[Given problem]
Pull out every line of the listing below that contains the word "water".

[Input for this task]
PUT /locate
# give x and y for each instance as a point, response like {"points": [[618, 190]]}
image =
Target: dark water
---
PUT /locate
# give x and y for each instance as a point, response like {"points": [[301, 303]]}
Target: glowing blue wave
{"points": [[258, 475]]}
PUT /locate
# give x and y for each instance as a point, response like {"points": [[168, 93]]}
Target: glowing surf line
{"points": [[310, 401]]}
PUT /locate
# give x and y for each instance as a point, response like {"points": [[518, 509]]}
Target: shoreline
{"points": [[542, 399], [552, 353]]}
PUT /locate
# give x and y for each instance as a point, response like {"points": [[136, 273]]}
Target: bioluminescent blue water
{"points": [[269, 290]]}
--
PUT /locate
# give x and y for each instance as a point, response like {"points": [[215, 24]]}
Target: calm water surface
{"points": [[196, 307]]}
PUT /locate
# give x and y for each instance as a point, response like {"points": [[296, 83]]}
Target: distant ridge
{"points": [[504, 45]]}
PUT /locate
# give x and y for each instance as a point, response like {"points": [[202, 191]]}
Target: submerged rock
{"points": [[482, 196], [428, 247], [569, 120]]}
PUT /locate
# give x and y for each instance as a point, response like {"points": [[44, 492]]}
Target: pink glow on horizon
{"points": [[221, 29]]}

[Solution to this exercise]
Target: dark water
Target: bioluminescent blue water
Target: calm water surface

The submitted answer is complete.